### Tasks
1 > In the lecture notes on processes, what computer component does the oven stand for in the cookie recipe analogy?
2 > Carry the lecture notes on processes forward from their last line, keeping the same outline style.

### Document text
§ §

Processes I - Lecture Notes

Analogical Introduction to Processes: The Cookie Recipe

  • The Recipe Analogy:

    • The Recipe Book: Equivalent to the Program installed on a computer (e.g., Adobe Photoshop). It is a passive set of instructions.

    • Baking: Equivalent to a Process. It is the active following of instructions.

    • Materials (Flour, Butter, Eggs): Equivalent to the Information and Data (Resources) required by a process.

    • The Oven: Equivalent to the CPU. A CPU, like an oven, is used to run the process.

    • Resource Constraints: Just as you must wait for the first tray of cookies to finish in the oven before starting a second tray, you cannot generally use the CPU for a new process while it is actively occupied by another.

Defining the Process

  • Passive vs. Active:

    • Program: A passive set of instructions stored on a secondary storage device, such as a disk.

    • Process: An active execution of a program stored in memory.

§ §

### Excerpted data
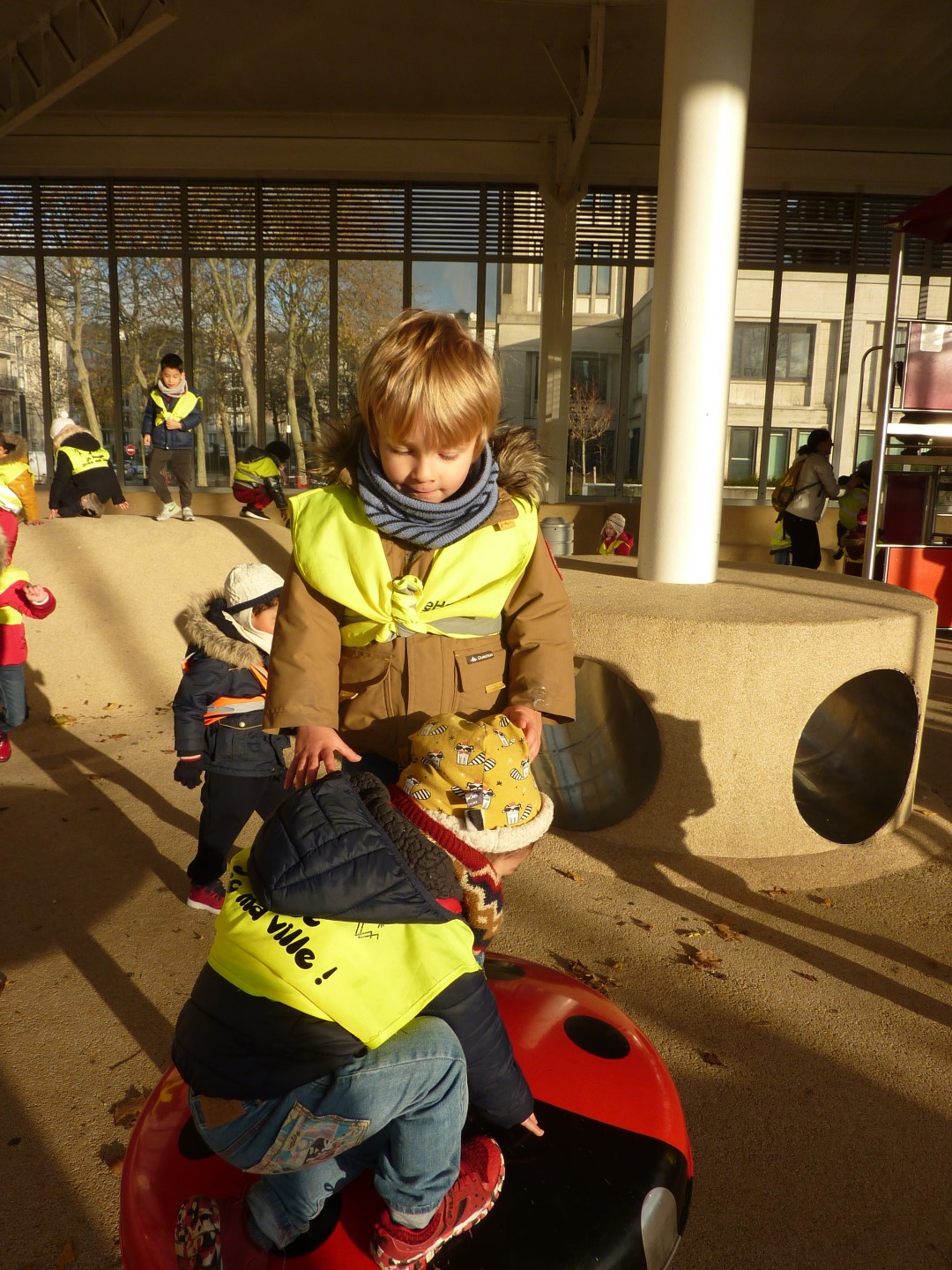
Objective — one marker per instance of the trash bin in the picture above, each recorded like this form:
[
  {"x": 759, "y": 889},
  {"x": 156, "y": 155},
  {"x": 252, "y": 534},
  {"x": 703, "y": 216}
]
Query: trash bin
[{"x": 559, "y": 534}]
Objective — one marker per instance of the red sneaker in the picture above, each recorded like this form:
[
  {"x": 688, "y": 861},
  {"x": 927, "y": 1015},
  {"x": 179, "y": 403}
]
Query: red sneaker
[
  {"x": 210, "y": 897},
  {"x": 469, "y": 1199},
  {"x": 210, "y": 1235}
]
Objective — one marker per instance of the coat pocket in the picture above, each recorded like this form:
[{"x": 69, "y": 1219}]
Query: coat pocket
[
  {"x": 480, "y": 678},
  {"x": 306, "y": 1139}
]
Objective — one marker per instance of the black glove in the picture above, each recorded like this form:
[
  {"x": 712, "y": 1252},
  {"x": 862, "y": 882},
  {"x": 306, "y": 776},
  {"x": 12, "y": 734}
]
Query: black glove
[{"x": 188, "y": 773}]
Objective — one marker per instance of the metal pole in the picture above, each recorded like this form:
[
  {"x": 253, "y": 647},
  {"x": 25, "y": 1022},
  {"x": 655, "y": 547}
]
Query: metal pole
[{"x": 888, "y": 377}]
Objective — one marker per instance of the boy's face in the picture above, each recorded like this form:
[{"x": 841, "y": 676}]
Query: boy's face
[{"x": 423, "y": 473}]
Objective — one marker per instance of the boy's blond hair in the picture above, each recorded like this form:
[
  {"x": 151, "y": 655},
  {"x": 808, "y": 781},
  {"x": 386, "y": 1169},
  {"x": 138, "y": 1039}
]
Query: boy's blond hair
[{"x": 427, "y": 372}]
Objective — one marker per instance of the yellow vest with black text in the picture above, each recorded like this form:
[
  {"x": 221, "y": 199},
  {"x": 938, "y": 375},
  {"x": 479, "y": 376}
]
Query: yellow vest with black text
[
  {"x": 183, "y": 407},
  {"x": 254, "y": 471},
  {"x": 86, "y": 460},
  {"x": 11, "y": 616},
  {"x": 367, "y": 977},
  {"x": 339, "y": 553}
]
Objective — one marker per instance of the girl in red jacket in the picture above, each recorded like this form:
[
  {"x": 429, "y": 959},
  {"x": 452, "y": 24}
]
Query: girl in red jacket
[{"x": 18, "y": 600}]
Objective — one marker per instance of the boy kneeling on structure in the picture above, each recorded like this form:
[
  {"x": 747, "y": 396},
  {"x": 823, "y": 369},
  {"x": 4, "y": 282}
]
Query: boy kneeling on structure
[
  {"x": 258, "y": 481},
  {"x": 343, "y": 1022}
]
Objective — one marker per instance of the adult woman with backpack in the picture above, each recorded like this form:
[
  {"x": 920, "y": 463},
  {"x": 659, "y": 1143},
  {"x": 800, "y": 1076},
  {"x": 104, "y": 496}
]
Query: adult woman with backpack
[{"x": 815, "y": 482}]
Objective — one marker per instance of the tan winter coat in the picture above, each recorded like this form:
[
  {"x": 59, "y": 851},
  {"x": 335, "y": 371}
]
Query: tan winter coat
[{"x": 376, "y": 696}]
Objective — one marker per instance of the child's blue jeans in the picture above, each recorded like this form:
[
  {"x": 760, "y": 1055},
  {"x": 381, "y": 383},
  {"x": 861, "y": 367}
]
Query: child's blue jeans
[
  {"x": 398, "y": 1110},
  {"x": 13, "y": 698}
]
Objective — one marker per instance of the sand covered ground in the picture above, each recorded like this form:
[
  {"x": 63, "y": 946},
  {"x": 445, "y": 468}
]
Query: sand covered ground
[{"x": 814, "y": 1062}]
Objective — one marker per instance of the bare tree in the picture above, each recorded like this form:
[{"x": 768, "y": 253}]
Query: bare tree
[{"x": 589, "y": 415}]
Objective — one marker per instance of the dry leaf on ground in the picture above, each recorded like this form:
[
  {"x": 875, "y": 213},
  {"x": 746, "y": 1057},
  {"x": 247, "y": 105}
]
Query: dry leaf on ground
[
  {"x": 124, "y": 1113},
  {"x": 725, "y": 931},
  {"x": 113, "y": 1154},
  {"x": 711, "y": 1058}
]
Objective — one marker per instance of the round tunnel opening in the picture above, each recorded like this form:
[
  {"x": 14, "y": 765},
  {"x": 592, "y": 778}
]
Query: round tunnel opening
[
  {"x": 854, "y": 756},
  {"x": 602, "y": 767}
]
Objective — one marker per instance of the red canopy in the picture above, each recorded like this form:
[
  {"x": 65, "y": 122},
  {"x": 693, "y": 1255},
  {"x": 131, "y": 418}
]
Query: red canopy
[{"x": 931, "y": 219}]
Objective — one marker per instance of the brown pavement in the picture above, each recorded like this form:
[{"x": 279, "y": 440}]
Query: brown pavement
[{"x": 814, "y": 1061}]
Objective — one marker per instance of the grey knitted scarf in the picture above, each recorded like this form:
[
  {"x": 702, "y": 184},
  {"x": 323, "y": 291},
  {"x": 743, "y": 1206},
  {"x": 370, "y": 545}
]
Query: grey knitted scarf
[{"x": 426, "y": 525}]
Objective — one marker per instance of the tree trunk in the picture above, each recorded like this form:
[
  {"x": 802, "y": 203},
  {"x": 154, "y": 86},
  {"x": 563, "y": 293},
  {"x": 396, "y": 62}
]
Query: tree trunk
[{"x": 201, "y": 470}]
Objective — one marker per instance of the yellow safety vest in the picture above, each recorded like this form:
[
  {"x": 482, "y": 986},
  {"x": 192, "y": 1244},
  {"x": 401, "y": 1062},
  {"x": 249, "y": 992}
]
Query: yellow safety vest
[
  {"x": 254, "y": 471},
  {"x": 852, "y": 503},
  {"x": 11, "y": 616},
  {"x": 86, "y": 460},
  {"x": 184, "y": 406},
  {"x": 339, "y": 553},
  {"x": 369, "y": 978}
]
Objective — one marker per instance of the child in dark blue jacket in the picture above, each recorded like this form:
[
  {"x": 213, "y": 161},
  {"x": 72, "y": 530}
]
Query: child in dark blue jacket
[
  {"x": 219, "y": 712},
  {"x": 342, "y": 1021}
]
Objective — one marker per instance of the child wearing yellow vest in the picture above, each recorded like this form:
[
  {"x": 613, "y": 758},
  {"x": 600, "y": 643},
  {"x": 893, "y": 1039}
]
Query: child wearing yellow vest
[
  {"x": 217, "y": 712},
  {"x": 342, "y": 1016},
  {"x": 18, "y": 600},
  {"x": 84, "y": 478},
  {"x": 16, "y": 475},
  {"x": 420, "y": 579}
]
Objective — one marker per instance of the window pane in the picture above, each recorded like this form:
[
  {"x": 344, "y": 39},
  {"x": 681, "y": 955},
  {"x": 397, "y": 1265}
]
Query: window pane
[
  {"x": 297, "y": 318},
  {"x": 20, "y": 381},
  {"x": 227, "y": 370},
  {"x": 78, "y": 322},
  {"x": 369, "y": 295}
]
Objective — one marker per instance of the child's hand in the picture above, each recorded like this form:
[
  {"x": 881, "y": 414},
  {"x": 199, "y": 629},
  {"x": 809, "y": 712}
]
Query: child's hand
[
  {"x": 312, "y": 747},
  {"x": 533, "y": 1125},
  {"x": 530, "y": 721}
]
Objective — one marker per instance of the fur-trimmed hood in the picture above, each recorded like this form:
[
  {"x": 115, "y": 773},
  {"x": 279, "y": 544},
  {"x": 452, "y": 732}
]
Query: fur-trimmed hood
[
  {"x": 207, "y": 630},
  {"x": 18, "y": 455},
  {"x": 522, "y": 467}
]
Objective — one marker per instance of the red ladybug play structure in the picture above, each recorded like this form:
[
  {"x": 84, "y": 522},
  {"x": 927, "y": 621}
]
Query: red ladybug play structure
[{"x": 608, "y": 1184}]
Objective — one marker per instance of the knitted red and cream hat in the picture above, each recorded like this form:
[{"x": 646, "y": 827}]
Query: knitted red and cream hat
[{"x": 476, "y": 780}]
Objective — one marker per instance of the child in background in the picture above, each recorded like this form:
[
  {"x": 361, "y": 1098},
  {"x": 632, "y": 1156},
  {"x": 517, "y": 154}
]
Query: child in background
[
  {"x": 18, "y": 600},
  {"x": 219, "y": 721},
  {"x": 84, "y": 478},
  {"x": 17, "y": 478},
  {"x": 420, "y": 580},
  {"x": 614, "y": 540},
  {"x": 169, "y": 421},
  {"x": 258, "y": 481},
  {"x": 310, "y": 1081}
]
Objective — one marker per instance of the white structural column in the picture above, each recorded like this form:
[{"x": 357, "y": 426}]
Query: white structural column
[{"x": 700, "y": 190}]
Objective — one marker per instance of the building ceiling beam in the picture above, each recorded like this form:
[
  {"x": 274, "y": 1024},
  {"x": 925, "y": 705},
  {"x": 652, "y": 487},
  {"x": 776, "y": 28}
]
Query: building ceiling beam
[{"x": 68, "y": 46}]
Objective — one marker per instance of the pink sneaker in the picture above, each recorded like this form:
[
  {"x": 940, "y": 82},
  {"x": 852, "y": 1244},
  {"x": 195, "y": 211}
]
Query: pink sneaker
[
  {"x": 469, "y": 1199},
  {"x": 210, "y": 1235}
]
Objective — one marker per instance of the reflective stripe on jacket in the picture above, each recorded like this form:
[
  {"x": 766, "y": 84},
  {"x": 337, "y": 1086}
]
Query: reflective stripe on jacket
[
  {"x": 86, "y": 460},
  {"x": 335, "y": 969},
  {"x": 339, "y": 553}
]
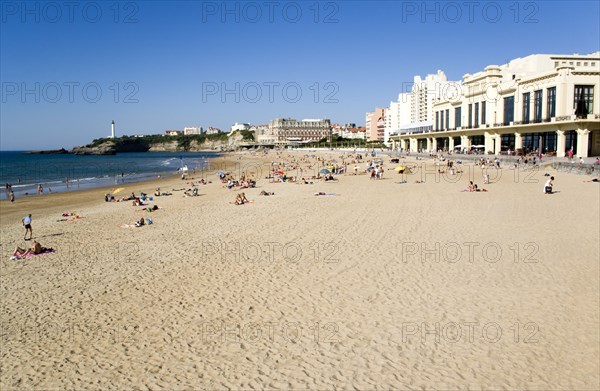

§ §

### Answers to the tasks
1 > The CPU.

2 >
    • Transition: A program becomes a process the moment it is loaded into memory.

  • Characteristics of execution:

    • Concurrency: Processes can create sub-processes to execute at the same time.

    • Sequential Fashion: Execution of a process must progress one instruction after another.

    • CPU Interaction: The CPU executes instructions sequentially until the process completes or another specific event occurs.

  • The Precise Definition:

    • A process is the maintained context (information and data) for an executing program.

    • It serves as an abstraction of a physical processor.

    • It exists to allow the Operating System (OS) to coordinate multiple concurrent activities, such as multiple users or incoming network data.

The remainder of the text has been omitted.